WHAT THE TASK ASKS ::
Please carry on the passage about Jehovah as the Word of God, picking up right after its last sentence.

EXTRACTED TEXT ::
========

To Abraham, He said, “My name is Jehovah, and I know the end from the beginning; therefore my hand shall be over thee”.[i] He taught Abraham face to face, about the creation of the Earth, all of His creations, the planets, and the ordering and structuring of the heavens. He concluded by teaching Abraham that just as there are planets in advancing order, one above another until we come to Kolob, the most advanced planet of all and the planet nearest to the throne of God, so “if there be two spirits, notwithstanding one is more intelligent than the other . . . And the Lord said unto [Abraham], these two facts do exist, that there are two spirits, one being more intelligent than the other; there shall be another more intelligent than they; I am the Lord thy God, I am more intelligent than they all. . . I dwell in the midst of them all; I now, therefore, have come down unto thee to declare unto thee the works which my hands have made, where in my wisdom excelleth them all, for I rule in the heavens above, and in the earth beneath, in all wisdom and prudence over all the intelligences thine eyes have seen from the beginning; I came down in the beginning in the midst of all the intelligences thou has seen.”[ii]
Later we read this vignette from the Grand Council in Heaven, “there stood one among them, that was like unto God . . .”[iii]. From this we learn that Jesus, known premortally as Jehovah, was and is the greatest, most spiritually advanced and elevated, (which is what intelligence in this sense means) of our Heavenly Parents’ children.
The Word of God
This in part is what the writer of the Book of John is attempting to express with these famous words: “In the beginning was the Word, and the Word was with God, and the Word was God. All things were made by Him, and without him was not anything made that was made. In him was life and the life was the light of men. And the light shineth in darkness and the darkness comprehendeth it not.”[iv]
Jesus taught Joseph early in the restoration this same idea, when He gave this magnificent of instruction of Latter-day light:
Verily, thus saith the Lord: It shall come to pass that every soul who forsaketh his sins and cometh unto me, and calleth on my name, and obeyeth my voice, and keepeth my commandments, shall see my face and know that I am:
In our era, Jesus tells us who He is through these words of John: “And [know] that I am the true light that lighteth every man that cometh into the world . . . And John saw and bore record of the fullness of my glory . . . and he bore record, saying; I saw his glory, that he was in the beginning, before the world was: Therefore, in the beginning, the Word was, for he was the Word, even the messenger of salvation ~
The light and the Redeemer of the world; the Spirit of truth, who came into the world, because the world was made by him, and in him was the life of men and the light of men.

========

STORED ROWS ::

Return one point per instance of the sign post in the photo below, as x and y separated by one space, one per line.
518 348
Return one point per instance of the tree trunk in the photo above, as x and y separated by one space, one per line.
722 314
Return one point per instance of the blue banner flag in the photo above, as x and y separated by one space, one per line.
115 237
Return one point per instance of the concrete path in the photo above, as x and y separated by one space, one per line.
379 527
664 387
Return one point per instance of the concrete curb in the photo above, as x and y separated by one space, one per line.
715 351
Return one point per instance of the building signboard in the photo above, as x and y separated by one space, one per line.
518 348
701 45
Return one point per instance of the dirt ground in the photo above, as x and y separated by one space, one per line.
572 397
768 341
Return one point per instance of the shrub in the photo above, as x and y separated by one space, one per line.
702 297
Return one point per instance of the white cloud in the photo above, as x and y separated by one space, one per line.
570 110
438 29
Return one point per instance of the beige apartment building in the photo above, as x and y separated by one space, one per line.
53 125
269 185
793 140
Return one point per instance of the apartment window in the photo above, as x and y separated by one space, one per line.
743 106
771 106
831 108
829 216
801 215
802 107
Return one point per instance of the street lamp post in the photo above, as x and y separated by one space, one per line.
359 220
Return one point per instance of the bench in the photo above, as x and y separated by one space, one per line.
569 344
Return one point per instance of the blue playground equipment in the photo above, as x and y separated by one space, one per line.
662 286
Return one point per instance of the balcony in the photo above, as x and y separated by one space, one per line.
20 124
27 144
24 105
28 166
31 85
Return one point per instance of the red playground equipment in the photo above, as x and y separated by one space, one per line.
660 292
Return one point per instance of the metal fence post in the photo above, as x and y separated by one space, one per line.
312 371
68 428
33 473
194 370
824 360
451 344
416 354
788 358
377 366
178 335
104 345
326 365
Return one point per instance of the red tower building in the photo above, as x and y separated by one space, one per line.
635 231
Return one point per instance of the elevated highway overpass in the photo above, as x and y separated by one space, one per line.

========

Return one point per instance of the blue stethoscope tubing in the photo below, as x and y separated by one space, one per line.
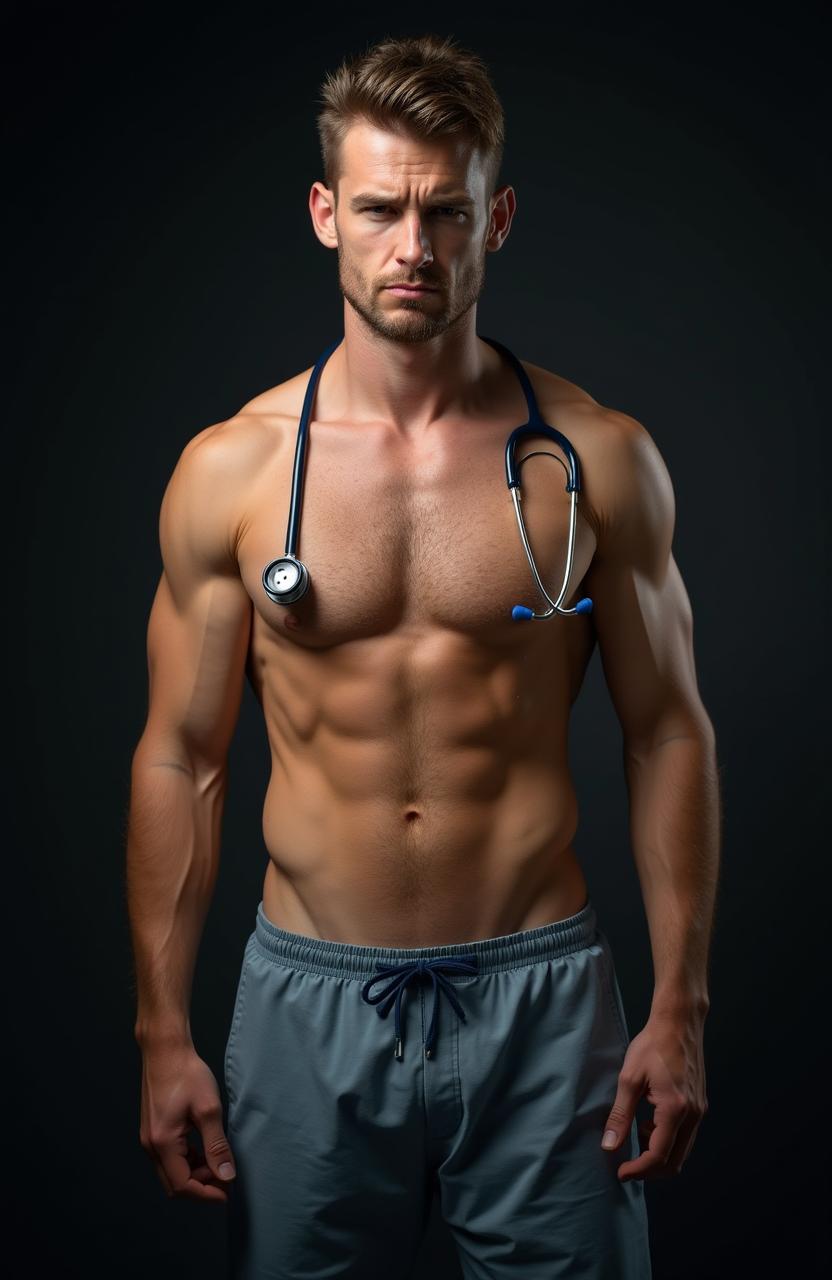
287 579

========

EXPECTED ANSWER ::
The worlds were made by him; men were made by him, all things were made by him, and through him, and of him.
And I, John, bear record that I beheld his glory, as the glory of the Only Begotten of the father, full of grace and truth, even the Spirit of truth, which came and dwelt in the flesh, and dwelt among us.
And I John, saw that he received not of the fullness at the first, but received grace for grace;
And he received not of the fullness at first, but continued from grace to grace, until he received a fullness;
And thus he was called the Son of God, because he received not of the fullness at the first. . .
And I, John, bear record that he received a fullness of the glory of the Father;
And he received all power, both in heaven and on earth, and the glory of the Father was with him, for he dwelt in him.” . . .
John teaches this so that we may know him, know who he really is, and be empowered to worship in spirit and truth.[v] Then the Lord said, “I give unto you these sayings, that you may understand and know how to worship, and know what you worship, that you may come unto the Father in my name, and in due time receive of his fullness.”[vi]
From his premortal state as the greatest of all, one like unto God, the Savior grew into the fullness of the Father, until “he received all power, in heaven and in earth, and the glory of the Father was with him, for he dwelt in him.”[vii]
Jesus then, is the Word ~ the Word made flesh ~ the very source and well-spring of creation.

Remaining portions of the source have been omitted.